Point labeling dataset excerpts:
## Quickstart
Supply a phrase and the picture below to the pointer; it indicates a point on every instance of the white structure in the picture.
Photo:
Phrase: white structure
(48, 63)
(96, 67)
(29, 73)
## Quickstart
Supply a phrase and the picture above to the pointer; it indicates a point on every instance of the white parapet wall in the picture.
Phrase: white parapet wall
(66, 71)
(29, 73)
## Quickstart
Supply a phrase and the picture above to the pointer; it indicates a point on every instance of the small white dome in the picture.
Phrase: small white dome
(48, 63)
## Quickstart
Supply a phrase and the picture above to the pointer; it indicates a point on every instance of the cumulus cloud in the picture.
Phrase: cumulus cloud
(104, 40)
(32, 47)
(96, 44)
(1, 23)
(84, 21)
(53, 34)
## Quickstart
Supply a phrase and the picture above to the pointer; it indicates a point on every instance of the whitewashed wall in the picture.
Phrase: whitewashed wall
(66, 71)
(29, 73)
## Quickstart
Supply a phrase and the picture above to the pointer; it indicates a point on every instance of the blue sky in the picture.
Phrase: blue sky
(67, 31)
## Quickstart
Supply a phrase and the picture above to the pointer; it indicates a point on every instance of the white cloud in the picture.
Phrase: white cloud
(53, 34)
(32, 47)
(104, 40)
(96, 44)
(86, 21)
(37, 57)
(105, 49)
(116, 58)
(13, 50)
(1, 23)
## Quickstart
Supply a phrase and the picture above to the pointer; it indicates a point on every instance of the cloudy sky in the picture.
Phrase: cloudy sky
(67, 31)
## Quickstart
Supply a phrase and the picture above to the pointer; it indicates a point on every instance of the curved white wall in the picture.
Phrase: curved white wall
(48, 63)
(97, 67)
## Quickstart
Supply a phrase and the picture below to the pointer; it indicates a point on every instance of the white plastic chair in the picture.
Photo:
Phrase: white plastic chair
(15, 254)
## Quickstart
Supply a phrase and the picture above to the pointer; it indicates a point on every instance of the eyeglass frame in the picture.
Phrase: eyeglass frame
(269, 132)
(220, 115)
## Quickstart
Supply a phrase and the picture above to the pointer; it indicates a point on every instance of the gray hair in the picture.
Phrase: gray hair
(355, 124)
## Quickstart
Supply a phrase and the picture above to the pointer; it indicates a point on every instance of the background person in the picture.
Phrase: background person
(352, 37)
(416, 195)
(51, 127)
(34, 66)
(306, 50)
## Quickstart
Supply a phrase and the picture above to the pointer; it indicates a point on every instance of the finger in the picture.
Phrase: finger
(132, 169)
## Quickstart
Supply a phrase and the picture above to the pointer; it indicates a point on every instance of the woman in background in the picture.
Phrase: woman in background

==

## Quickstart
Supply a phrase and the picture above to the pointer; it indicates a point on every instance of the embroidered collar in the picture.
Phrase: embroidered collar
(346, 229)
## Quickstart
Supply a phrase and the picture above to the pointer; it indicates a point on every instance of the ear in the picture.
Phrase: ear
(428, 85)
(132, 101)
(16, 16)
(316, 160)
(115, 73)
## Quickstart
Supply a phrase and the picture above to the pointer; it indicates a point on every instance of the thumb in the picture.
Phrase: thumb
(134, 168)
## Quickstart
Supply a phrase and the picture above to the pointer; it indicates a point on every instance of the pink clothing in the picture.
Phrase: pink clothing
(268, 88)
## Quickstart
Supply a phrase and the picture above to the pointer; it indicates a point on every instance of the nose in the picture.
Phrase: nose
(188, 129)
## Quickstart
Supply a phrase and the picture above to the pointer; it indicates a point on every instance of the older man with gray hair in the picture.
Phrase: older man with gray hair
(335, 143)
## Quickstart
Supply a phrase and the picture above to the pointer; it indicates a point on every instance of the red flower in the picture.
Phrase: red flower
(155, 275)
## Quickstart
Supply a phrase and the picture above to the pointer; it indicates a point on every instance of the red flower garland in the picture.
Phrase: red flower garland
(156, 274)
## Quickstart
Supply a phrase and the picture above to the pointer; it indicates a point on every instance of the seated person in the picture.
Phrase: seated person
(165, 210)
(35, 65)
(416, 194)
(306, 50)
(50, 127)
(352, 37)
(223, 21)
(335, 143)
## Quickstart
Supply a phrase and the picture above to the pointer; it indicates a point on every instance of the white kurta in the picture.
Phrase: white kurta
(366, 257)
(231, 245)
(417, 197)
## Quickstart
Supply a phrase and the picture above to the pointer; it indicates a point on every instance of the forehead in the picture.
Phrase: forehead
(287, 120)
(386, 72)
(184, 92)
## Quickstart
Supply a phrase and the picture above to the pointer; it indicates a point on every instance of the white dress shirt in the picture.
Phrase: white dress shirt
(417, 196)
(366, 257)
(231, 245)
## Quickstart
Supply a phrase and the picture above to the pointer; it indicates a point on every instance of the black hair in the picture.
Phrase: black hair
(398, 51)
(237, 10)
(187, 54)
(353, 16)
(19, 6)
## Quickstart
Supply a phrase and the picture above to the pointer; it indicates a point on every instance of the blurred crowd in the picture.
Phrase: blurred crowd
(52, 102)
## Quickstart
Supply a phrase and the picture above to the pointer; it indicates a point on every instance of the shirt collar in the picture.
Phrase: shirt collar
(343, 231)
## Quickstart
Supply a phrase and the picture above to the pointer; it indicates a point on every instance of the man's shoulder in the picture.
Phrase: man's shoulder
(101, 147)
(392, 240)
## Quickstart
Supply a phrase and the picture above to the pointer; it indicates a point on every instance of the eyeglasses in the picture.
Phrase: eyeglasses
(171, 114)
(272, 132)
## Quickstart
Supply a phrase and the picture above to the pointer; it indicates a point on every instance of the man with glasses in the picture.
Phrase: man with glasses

● **Task brief**
Which lines in the rows above contain the word “curved”? Identify each one and copy it out in full.

● **Complete answer**
Supply a phrase and the picture above to the pointer; it indicates a point on every instance of the curved white wall in the picture.
Phrase: curved white wall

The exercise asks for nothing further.